* Task directions: Please copy out all of the material below, line for line, with nothing changed.

* Available records:
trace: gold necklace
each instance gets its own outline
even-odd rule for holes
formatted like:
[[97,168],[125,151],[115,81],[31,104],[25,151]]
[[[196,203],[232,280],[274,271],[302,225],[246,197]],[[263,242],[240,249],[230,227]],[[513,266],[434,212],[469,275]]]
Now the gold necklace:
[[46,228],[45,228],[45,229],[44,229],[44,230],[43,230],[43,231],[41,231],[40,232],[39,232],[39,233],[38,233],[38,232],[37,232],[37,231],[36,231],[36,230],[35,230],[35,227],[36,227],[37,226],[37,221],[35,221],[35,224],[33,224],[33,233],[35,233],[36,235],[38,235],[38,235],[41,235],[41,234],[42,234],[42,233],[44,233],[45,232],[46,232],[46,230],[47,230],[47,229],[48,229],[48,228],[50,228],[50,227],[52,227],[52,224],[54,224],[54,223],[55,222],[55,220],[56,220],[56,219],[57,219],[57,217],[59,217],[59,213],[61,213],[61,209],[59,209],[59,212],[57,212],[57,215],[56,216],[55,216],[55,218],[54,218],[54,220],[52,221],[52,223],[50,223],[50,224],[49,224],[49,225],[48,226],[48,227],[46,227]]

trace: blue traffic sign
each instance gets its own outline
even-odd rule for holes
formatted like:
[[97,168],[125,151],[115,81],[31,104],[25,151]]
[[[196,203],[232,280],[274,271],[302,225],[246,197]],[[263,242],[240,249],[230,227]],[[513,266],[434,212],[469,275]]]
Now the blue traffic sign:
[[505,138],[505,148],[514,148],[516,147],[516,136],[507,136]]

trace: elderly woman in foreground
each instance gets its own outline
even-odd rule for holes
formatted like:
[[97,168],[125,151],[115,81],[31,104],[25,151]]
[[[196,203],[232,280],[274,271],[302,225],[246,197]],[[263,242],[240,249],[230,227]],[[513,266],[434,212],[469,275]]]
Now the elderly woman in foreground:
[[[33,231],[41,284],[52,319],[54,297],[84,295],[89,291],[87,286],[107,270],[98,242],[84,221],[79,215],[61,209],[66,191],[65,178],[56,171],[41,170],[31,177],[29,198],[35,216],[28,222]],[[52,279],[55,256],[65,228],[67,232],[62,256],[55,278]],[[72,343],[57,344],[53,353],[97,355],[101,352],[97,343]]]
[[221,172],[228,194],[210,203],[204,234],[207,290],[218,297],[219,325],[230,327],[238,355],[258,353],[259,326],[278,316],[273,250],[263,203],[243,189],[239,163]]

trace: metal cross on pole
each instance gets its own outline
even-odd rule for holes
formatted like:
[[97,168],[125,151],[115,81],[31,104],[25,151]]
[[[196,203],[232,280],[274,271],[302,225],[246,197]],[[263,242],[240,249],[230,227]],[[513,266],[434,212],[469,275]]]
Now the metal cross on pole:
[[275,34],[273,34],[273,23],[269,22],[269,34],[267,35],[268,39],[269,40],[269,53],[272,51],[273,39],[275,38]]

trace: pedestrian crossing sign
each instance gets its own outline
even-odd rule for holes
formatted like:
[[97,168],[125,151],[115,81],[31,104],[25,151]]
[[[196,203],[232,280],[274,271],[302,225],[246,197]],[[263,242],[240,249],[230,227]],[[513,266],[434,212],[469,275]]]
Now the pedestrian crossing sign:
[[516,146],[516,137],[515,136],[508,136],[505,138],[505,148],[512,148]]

* Answer to the problem:
trace: gold necklace
each instance gets its own outline
even-odd rule for holes
formatted like:
[[97,168],[125,151],[115,81],[31,104],[25,151]]
[[[196,203],[232,280],[274,271],[302,225],[246,197]],[[263,242],[240,249],[230,227]],[[513,266],[434,212],[469,275]]]
Now the gold necklace:
[[46,228],[45,228],[45,229],[44,229],[44,230],[43,230],[43,231],[41,231],[40,232],[39,232],[39,233],[38,233],[38,232],[37,232],[37,231],[36,231],[36,230],[35,230],[35,227],[36,227],[37,226],[37,221],[35,221],[35,224],[33,224],[33,233],[35,233],[36,235],[38,235],[38,235],[41,235],[41,234],[42,234],[42,233],[44,233],[45,232],[46,232],[46,230],[47,230],[47,229],[48,229],[48,228],[50,228],[50,227],[52,227],[52,224],[54,224],[54,223],[55,222],[55,220],[56,220],[56,219],[57,219],[57,217],[59,217],[59,213],[61,213],[61,209],[59,209],[59,212],[57,212],[57,215],[56,216],[55,216],[55,218],[54,218],[54,220],[52,221],[52,223],[50,223],[50,224],[49,224],[49,225],[48,226],[48,227],[46,227]]

trace: blue traffic sign
each instance gets its own outline
even-odd rule for holes
formatted like:
[[97,168],[125,151],[115,81],[31,104],[25,151]]
[[[196,203],[232,280],[274,271],[302,225],[246,197]],[[263,242],[240,249],[230,227]],[[513,266],[434,212],[469,275]]]
Now the blue traffic sign:
[[505,138],[505,148],[514,148],[516,147],[516,136],[507,136]]

trace: elderly woman in foreground
each instance gets its own outline
even-odd rule for holes
formatted like:
[[97,168],[125,151],[115,81],[31,104],[25,151]]
[[[196,203],[232,280],[274,271],[302,225],[246,197]],[[263,242],[240,249],[230,227]],[[513,266],[434,212],[469,275]]]
Now the elderly woman in foreground:
[[[33,231],[41,284],[52,319],[54,297],[84,295],[89,291],[87,286],[107,270],[98,242],[84,221],[79,215],[61,209],[66,191],[65,178],[56,171],[41,170],[31,177],[29,198],[35,216],[28,222]],[[52,279],[55,256],[65,228],[67,232],[62,256],[55,278]],[[72,343],[57,344],[53,353],[97,355],[101,352],[97,343]]]
[[221,172],[228,194],[210,203],[204,234],[207,290],[218,297],[219,325],[230,327],[238,355],[258,353],[259,326],[278,316],[273,250],[263,203],[243,189],[239,163]]

trace: metal cross on pole
each instance gets its own outline
even-odd rule for holes
formatted like:
[[97,168],[125,151],[115,81],[31,104],[25,151]]
[[[196,203],[232,280],[274,271],[302,225],[246,197]],[[263,242],[240,249],[230,227]],[[513,266],[434,212],[469,275]]]
Now the metal cross on pole:
[[275,34],[273,34],[273,23],[269,22],[269,34],[267,35],[268,39],[269,40],[269,53],[272,51],[273,39],[275,38]]

trace: pedestrian crossing sign
each instance gets its own outline
even-odd rule for holes
formatted like:
[[97,168],[125,151],[115,81],[31,104],[25,151]]
[[[196,203],[232,280],[274,271],[302,225],[246,197]],[[263,242],[240,249],[230,227]],[[513,266],[434,212],[469,275]]]
Now the pedestrian crossing sign:
[[516,146],[516,137],[515,136],[508,136],[505,138],[505,148],[512,148]]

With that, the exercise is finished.